# WORK TO DO
Count the lines below that contain the string "wall" and give only the number.
======== PROVIDED INFORMATION ========
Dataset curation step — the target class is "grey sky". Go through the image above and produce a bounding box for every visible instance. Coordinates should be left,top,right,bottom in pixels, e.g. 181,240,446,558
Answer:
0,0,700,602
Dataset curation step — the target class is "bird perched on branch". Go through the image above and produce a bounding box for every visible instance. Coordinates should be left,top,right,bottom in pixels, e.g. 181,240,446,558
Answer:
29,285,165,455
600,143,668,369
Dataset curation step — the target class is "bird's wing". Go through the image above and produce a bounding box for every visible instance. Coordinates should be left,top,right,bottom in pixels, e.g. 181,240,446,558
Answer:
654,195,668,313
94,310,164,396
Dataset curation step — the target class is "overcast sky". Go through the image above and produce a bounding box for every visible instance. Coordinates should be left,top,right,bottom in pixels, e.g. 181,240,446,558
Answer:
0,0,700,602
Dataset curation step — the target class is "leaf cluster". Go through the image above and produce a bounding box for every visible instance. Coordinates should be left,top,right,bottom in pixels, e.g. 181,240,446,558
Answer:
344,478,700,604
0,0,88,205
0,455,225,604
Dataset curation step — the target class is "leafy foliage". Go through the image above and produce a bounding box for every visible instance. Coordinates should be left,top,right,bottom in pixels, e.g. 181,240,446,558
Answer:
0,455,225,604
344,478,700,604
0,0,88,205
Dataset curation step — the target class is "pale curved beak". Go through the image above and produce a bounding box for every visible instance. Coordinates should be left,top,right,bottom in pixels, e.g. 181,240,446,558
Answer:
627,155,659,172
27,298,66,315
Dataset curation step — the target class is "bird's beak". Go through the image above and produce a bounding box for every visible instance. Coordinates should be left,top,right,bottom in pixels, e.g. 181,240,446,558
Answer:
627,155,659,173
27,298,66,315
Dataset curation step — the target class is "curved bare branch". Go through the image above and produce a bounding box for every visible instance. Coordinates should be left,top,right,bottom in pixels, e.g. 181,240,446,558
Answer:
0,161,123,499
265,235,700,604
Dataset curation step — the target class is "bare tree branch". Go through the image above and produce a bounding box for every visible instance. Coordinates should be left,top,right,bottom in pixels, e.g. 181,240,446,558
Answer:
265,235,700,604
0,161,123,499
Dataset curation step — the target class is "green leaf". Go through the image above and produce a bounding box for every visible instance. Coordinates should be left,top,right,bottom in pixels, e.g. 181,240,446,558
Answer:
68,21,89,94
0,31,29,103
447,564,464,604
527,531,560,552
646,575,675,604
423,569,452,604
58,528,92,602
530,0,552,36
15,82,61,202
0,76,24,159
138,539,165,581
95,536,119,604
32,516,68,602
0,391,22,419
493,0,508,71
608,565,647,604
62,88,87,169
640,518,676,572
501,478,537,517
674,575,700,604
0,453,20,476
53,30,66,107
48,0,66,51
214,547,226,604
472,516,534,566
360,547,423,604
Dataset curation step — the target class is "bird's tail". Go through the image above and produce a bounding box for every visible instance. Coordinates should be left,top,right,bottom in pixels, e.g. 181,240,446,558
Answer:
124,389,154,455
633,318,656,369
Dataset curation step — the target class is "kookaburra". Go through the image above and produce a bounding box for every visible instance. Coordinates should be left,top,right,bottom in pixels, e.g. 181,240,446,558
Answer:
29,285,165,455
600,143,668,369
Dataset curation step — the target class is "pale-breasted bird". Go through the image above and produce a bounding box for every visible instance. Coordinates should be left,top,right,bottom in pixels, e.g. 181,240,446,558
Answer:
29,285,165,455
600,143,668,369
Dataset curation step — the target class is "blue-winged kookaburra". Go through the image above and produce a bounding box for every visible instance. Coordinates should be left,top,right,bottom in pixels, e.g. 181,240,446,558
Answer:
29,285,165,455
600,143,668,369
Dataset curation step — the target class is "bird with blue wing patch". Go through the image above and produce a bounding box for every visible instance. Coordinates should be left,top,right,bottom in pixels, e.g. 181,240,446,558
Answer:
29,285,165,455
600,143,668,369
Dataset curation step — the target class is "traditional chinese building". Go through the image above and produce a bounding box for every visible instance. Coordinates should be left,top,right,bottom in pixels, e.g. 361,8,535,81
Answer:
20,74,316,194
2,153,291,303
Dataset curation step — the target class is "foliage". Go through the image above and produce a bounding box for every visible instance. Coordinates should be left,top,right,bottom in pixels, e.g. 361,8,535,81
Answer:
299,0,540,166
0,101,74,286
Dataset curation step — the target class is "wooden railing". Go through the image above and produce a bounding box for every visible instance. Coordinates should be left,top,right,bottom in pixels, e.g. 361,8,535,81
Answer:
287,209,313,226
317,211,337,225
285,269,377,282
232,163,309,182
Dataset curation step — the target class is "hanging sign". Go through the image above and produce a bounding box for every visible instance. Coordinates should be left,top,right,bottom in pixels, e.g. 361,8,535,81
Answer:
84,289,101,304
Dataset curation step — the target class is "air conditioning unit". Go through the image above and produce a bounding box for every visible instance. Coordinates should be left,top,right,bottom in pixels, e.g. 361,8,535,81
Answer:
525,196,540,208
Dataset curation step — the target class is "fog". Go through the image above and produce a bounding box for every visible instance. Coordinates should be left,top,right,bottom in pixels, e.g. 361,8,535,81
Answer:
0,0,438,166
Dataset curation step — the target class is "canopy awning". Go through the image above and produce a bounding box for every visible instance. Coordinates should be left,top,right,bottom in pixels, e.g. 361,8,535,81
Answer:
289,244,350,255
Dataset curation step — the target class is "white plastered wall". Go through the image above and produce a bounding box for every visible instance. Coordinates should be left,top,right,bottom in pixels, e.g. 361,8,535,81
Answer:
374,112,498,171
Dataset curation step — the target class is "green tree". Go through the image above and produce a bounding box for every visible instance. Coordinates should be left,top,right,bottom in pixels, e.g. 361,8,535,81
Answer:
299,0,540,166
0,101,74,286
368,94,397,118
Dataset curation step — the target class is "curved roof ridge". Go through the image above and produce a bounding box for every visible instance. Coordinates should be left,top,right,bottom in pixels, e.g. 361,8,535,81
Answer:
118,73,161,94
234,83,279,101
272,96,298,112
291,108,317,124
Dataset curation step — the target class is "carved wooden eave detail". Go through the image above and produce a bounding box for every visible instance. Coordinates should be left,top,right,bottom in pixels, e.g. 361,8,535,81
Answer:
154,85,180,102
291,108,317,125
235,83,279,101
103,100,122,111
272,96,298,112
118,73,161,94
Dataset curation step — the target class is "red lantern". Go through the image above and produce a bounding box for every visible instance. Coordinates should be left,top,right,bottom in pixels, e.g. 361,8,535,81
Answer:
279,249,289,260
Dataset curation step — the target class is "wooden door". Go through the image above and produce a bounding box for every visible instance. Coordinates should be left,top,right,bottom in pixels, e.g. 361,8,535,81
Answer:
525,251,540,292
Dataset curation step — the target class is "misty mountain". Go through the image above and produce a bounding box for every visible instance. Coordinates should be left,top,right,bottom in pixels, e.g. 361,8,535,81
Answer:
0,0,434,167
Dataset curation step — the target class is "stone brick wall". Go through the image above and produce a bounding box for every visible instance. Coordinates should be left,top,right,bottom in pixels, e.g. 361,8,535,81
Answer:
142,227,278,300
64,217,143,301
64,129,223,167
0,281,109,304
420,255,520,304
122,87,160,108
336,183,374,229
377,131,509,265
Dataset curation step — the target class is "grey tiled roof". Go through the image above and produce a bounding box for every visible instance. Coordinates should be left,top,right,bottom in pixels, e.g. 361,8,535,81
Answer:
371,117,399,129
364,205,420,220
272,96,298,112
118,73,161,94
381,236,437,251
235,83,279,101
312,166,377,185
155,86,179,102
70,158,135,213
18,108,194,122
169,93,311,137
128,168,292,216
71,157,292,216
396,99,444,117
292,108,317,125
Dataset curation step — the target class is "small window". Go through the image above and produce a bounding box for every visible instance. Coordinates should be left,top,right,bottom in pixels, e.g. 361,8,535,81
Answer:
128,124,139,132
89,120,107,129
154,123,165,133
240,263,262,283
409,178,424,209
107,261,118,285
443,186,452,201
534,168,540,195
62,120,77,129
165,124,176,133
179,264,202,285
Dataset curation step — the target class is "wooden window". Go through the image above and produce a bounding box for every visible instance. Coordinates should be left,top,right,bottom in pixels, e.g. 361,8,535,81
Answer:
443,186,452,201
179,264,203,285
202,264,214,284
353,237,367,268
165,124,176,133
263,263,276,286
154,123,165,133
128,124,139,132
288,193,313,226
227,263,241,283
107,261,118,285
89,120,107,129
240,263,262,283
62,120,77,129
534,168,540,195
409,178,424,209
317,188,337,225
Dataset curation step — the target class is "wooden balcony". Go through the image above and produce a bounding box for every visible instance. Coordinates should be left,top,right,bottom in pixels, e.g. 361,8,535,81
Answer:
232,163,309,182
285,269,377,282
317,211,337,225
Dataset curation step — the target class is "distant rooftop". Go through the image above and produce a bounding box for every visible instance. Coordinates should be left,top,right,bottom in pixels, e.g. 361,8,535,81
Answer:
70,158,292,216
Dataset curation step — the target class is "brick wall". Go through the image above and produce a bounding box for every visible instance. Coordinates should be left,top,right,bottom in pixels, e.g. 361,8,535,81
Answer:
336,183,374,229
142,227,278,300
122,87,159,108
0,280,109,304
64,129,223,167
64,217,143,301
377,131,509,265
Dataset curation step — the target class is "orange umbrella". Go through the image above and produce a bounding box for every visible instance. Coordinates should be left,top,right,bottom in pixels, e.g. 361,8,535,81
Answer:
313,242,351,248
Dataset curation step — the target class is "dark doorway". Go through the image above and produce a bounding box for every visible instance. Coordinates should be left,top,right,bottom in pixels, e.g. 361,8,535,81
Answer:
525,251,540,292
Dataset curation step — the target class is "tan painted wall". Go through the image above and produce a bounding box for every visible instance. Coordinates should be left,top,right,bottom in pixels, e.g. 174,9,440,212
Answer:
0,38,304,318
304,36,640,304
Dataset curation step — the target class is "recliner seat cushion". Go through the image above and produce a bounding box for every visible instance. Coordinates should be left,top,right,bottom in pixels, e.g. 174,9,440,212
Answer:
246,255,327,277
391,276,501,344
========
# THE SOLUTION
4